◆ DATA TO EXAMINE ◆
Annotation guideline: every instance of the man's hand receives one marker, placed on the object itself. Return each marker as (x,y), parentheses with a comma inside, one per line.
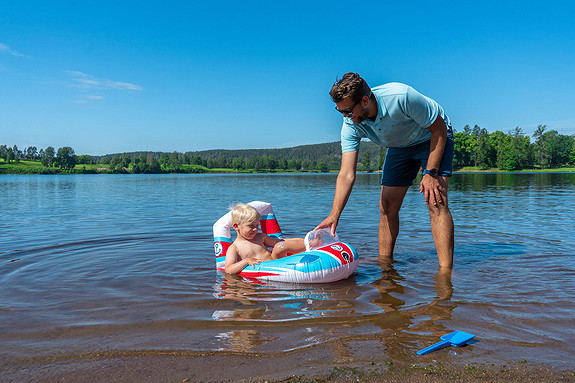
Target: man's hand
(431,189)
(253,261)
(330,222)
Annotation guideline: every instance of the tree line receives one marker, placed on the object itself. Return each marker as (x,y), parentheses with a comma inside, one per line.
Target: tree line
(474,147)
(514,151)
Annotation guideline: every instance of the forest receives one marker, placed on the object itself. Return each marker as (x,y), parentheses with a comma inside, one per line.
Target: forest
(474,148)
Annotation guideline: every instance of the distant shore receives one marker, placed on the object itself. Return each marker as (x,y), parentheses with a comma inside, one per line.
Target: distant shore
(33,167)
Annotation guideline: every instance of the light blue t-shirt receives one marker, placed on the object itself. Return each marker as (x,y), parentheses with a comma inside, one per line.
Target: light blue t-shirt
(402,119)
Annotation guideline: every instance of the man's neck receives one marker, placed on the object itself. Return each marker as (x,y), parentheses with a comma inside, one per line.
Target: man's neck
(373,108)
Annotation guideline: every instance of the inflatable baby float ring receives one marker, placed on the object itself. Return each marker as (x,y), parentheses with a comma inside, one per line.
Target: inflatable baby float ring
(325,259)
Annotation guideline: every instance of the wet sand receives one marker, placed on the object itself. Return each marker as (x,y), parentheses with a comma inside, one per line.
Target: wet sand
(364,360)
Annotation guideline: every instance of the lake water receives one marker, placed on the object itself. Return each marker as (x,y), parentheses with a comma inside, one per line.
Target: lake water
(102,263)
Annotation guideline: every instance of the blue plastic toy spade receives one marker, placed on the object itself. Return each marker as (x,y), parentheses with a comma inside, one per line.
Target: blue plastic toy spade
(456,338)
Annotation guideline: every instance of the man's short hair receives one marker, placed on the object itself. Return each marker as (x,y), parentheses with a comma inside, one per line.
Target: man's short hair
(350,85)
(242,212)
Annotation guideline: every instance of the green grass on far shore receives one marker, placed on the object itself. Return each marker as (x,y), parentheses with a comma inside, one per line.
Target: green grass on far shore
(35,167)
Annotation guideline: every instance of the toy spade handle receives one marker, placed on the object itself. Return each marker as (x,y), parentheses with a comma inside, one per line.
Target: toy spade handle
(434,347)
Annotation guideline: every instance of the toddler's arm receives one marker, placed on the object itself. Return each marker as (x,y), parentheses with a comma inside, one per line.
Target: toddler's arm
(233,262)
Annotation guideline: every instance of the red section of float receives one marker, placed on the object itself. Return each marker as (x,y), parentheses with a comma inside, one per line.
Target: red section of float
(341,251)
(270,226)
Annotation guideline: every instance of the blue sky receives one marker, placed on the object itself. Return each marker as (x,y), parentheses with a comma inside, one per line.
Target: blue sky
(120,76)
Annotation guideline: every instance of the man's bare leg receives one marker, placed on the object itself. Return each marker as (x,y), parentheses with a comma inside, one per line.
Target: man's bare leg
(442,228)
(390,202)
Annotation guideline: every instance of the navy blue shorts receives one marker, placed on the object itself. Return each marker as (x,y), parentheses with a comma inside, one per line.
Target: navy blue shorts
(402,164)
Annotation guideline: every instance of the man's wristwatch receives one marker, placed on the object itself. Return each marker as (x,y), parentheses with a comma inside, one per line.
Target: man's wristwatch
(433,172)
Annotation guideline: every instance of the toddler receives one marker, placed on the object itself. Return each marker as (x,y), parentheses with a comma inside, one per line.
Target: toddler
(252,247)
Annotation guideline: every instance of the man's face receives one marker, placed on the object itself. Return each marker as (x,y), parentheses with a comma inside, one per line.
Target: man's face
(357,111)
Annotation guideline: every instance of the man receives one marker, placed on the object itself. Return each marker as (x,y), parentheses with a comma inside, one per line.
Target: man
(417,133)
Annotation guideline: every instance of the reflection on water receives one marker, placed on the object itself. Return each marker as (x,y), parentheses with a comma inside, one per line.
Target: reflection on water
(277,302)
(100,263)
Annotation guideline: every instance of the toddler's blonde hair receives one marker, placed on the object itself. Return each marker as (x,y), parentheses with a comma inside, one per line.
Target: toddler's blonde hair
(242,212)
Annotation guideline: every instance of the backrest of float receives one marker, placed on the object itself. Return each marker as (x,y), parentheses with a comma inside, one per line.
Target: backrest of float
(223,235)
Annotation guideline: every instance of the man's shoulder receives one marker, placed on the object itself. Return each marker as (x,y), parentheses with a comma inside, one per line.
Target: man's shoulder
(391,89)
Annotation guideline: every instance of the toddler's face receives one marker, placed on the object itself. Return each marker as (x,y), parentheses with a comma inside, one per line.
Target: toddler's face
(248,230)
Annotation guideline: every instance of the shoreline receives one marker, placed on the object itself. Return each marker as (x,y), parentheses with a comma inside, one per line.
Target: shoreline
(339,361)
(463,171)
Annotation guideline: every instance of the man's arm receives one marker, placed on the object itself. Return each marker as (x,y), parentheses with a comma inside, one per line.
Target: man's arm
(429,185)
(343,187)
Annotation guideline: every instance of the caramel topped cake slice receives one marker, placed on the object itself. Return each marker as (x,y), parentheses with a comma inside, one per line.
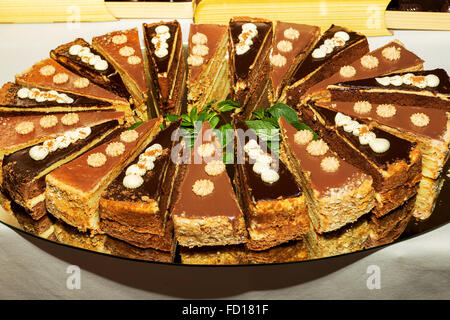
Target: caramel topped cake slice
(208,75)
(274,204)
(23,131)
(429,88)
(50,75)
(73,190)
(163,41)
(336,48)
(390,58)
(81,58)
(24,171)
(395,164)
(250,42)
(122,49)
(16,99)
(291,43)
(134,208)
(338,193)
(206,211)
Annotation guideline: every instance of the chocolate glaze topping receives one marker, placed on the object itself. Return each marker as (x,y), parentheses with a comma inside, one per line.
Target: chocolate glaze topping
(310,64)
(285,187)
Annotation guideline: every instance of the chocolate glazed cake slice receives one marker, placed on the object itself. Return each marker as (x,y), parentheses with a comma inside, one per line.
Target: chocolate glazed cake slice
(274,204)
(134,207)
(395,164)
(338,193)
(73,191)
(16,99)
(429,88)
(123,50)
(50,75)
(250,41)
(208,75)
(167,66)
(291,43)
(81,58)
(24,171)
(336,48)
(390,58)
(206,211)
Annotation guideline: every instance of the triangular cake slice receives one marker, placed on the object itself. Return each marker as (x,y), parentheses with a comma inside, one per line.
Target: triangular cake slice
(206,211)
(208,74)
(18,99)
(428,88)
(73,191)
(291,43)
(122,49)
(81,58)
(337,47)
(338,193)
(21,131)
(50,75)
(390,58)
(167,66)
(134,208)
(274,204)
(250,42)
(24,171)
(394,164)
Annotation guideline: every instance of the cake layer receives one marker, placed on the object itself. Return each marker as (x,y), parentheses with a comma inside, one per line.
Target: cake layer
(429,127)
(390,58)
(429,88)
(206,211)
(388,228)
(142,210)
(163,41)
(395,164)
(81,58)
(17,99)
(24,171)
(208,74)
(336,48)
(291,43)
(15,138)
(250,41)
(349,238)
(338,193)
(73,190)
(122,49)
(274,204)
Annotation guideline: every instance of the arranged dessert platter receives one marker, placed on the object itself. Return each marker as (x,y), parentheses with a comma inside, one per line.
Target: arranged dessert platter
(261,142)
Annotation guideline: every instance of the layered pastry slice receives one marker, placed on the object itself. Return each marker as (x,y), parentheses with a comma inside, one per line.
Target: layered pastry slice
(81,58)
(349,238)
(429,88)
(250,43)
(206,211)
(274,204)
(18,99)
(292,42)
(73,191)
(208,72)
(167,66)
(390,58)
(122,49)
(134,208)
(338,193)
(391,226)
(395,164)
(336,48)
(49,75)
(24,171)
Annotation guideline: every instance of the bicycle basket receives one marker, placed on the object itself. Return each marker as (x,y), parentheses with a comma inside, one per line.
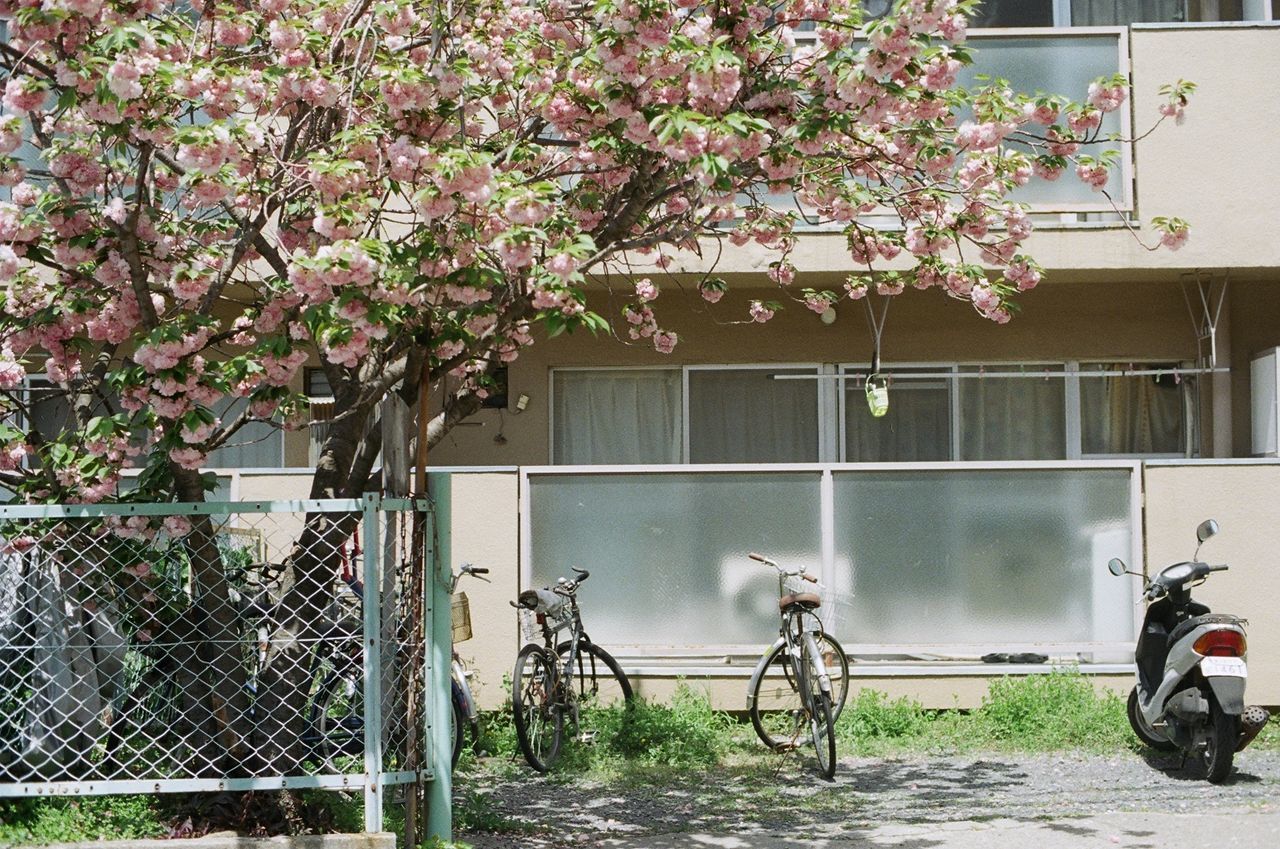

◆ ACTIVITY ◆
Reproduce each line of the records above, exactly and without pictures.

◆ ANSWER TO THIS TASK ◆
Annotation guideline: every instance of the man's hand receives one marker, placed on the object itself. Return each marker as (x,y), parentheses with a comma inside, one per line.
Target: man's hand
(431,189)
(253,261)
(330,222)
Annotation guideline: every instance of the tree line receives one marker, placed on the object itself. Return each marker as (x,y), parentheses with a comma inside, one per line.
Target: tree line
(474,147)
(514,151)
Annotation guideline: every instance of the forest receives one marker, placed on the object itself. Return each marker as (x,y), parentheses with a comma inside, one per line.
Target: forest
(474,148)
Annotation guideline: every instance of the distant shore receives one marker, placed on the object itself. Return each marker as (x,y), parentheses with a comma inside, one per line.
Target: distant shore
(33,167)
Annotation guideline: every instance of the light blue t-shirt receives one marker, placed on the object itself. Return each marker as (x,y), parentheses with a comma inside, one per line.
Target: light blue t-shirt
(402,119)
Annotation guideline: every instance of the man's neck receives one marker, placed on the object itself. Return each marker as (x,y), parentheses with a comma inside, one per line.
Target: man's neck
(373,108)
Annotation guideline: every instance of the inflatable baby float ring receives one marker, placed on the object itself. Return each marker as (x,y), parentheses with a comma inside, one per line.
Target: inflatable baby float ring
(325,259)
Annotation guideline: every instance of the wet sand receives one marker, placed on the object itself. Return each marker as (x,y), parentheses with a comma inside, one per line.
Target: wet sand
(364,360)
Annotation guideline: every instance of the lake water receives one marker, placed on the object itself. Return each marker as (x,y), parentheses with a comma inside, one per line.
Target: lake water
(102,263)
Annotation guideline: every instance of the blue plastic toy spade receives one marker, placed on the object itself. Return each marker as (x,y), parentheses with a comma inside, one per line.
Target: blue plastic toy spade
(456,338)
Annotation guideline: every instance of the man's short hair receives one marker, placed on the object itself. Return each marker as (x,y), parentheses with a comma inside, one per line.
Target: man's short hair
(350,85)
(242,212)
Annotation guideline: every instance of the green grass on far shore receives one marker, placed on the object itself. Return each marker as (x,y), parentheses with a comma inside, one per line.
Target: green grass on far shore
(35,167)
Annotation guideline: every instance of the toy spade handle receives one marker, placed on the object itself. Return each marker as (x,y), parentheses with a comma inside, one per line.
Target: toy spade handle
(434,347)
Annotation guideline: every instance of the toddler's arm receives one marker, placed on the object itself. Return each marker as (x,y), parentheses with a comma inside, one per line.
Target: toddler's arm
(233,262)
Annotation guideline: every instance of the red section of float receives one marker, placed on the object itself. Return each marker as (x,y), parentheses with a comma inside, one per line.
Target: red section of float
(341,251)
(270,226)
Annotation guideline: every instance of the blue sky receives one marker, placed on the object itself. Return each marker as (x,y), parentheses with a comma inside, one per line.
Target: blue sky
(120,76)
Annotation guideline: every instance of the man's bare leg receives one marker, placed on the object itself. Return each marker as (x,y), parentheses with a comma inside, one per line.
Target: man's bare leg
(442,228)
(390,202)
Annotation guideline: every instance of the navy blue shorts receives one marker, placed on the object itself. Return each marker as (x,y), parentheses with a comma inside, one per line.
Target: navy blue shorts
(402,164)
Annotation guideline: every instance of the man's wristwatch receives one marker, placed on the object itself. Return each marker as (x,y), parentheses with a comma inside, one per line.
Target: man's wristwatch
(433,172)
Annotation guideline: every instance of the toddler receives one marker, placed on the object itself. Return each marker as (x,y), parentheses with a comma inside, one per line.
Target: toddler
(252,247)
Annotation guideline: every instance of the man's face receives one marker, placed on the object itself. Return each marker as (x,y), parentheses with a comma inside, one per line.
Target: man's face
(357,111)
Annotation guideline: every instance of the man receives one marker, placed on the object itself. Return each marker as (x,y), parentheses with a comma inside, one per line.
Target: man
(417,133)
Annotation guideline: every instance of the reflection on water receives one marker, placed on the object itself. Return each marker as (x,y), parentheses with a comma inside, one per line.
Target: reflection on water
(277,302)
(100,263)
Annotation guideline: every instance of the toddler's blonde hair receives one marker, placed on the object itself. Return each marker as (x,y), parentheses with a comma inside, one per line.
Target: toddler's blonde hair
(242,212)
Annotation guideline: every instance of the backrest of float receives one marker, placed on the object itself. Return each marker as (x,y), parentheses with a comma inside, one per line.
Target: backrest of float
(223,235)
Annotation guideline: every instance of the man's shoulder receives one marker, placed on the object itself. Return each marker as (x,y), parentheses with a comma inside, one per line.
Target: man's shoulder
(391,89)
Annotation guideline: every instance of the toddler's face receives one marker, placed on the object itself. Return each marker as (x,y), parentheses with a comma inside, one per line.
Target: toddler's face
(248,230)
Annotation guideline: every instance of the shoreline receives one marker, placed on the object itself. Return each marker as (x,y), parentheses with a comma inside, one per line.
Target: shoreline
(339,361)
(463,171)
Annotation guideline: every instance of the man's arm receives one marker, placed on the object itself. Return each marker as (x,y), parentheses with a comma inside, one per line.
Target: man's arm
(429,185)
(343,187)
Annotation guideline: every instance of the caramel topped cake slice receives one marker, placed on the object itself. Return each marker as (x,y), parentheses with a comma inside, one per line.
Target: caramel topped cake slice
(208,75)
(274,204)
(23,131)
(429,88)
(50,75)
(73,190)
(163,41)
(336,48)
(390,58)
(81,58)
(24,171)
(395,164)
(250,42)
(122,49)
(16,99)
(291,43)
(134,208)
(338,193)
(206,211)
Annotation guideline: every instance of the chocolate glaze topping receives one marker, placed on the object itself. Return each marker as (x,y), parentheses with a comma inside, one per line.
Target: chocolate glaze topping
(310,64)
(285,187)
Annotation guideline: every instance of the chocolate glazed cake slice receives one marker, placed on the object itself. Return each marker as (x,y), parentheses with a comma inside, one per line.
Target: chocolate glazed cake slice
(274,204)
(134,207)
(395,164)
(338,193)
(73,191)
(16,99)
(429,88)
(123,50)
(50,75)
(250,41)
(208,75)
(167,66)
(291,43)
(81,58)
(24,171)
(336,48)
(390,58)
(206,211)
Annotation guideline: every instance of the triangular cake slice receives one marker, placed on the object itself. Return each marker as (x,y), parentheses with a comma inside, one per line.
Target: triangular cake slice
(206,211)
(208,74)
(18,99)
(428,88)
(73,191)
(291,43)
(122,49)
(81,58)
(337,47)
(338,193)
(21,131)
(50,75)
(390,58)
(167,66)
(134,208)
(274,204)
(250,42)
(24,171)
(394,164)
Annotation guideline: every instance of the cake layer receives one marker, placed on the object itself. Return each marker as (x,y), parentheses with a comma inside, one per line.
Target: cake layer
(429,127)
(390,58)
(429,88)
(206,211)
(388,228)
(142,210)
(163,41)
(395,164)
(81,58)
(17,99)
(24,171)
(208,74)
(336,48)
(291,43)
(15,138)
(250,41)
(349,238)
(338,193)
(73,190)
(122,49)
(274,204)
Annotation guideline: every instance of the arranged dessert platter receives one marker, placed on the object itself. Return each marker as (x,y), parentheses with a comma inside, one per line.
Target: arranged dessert platter
(261,142)
Annotation guideline: every instance of the layered pastry slice receives one marker, placed on the object itself. Return each marker as (x,y), parentheses with a comma inside, one per line.
Target: layered pastry slice
(81,58)
(349,238)
(429,88)
(250,43)
(206,211)
(274,204)
(18,99)
(292,42)
(73,191)
(208,72)
(167,66)
(390,58)
(122,49)
(134,208)
(338,193)
(391,226)
(395,164)
(336,48)
(49,75)
(24,171)
Annotation guideline: every instance of the bicycle basket receives one marker, placed on the object itself. Return each marker as (x,y), parentheses with a comma inside, one per line.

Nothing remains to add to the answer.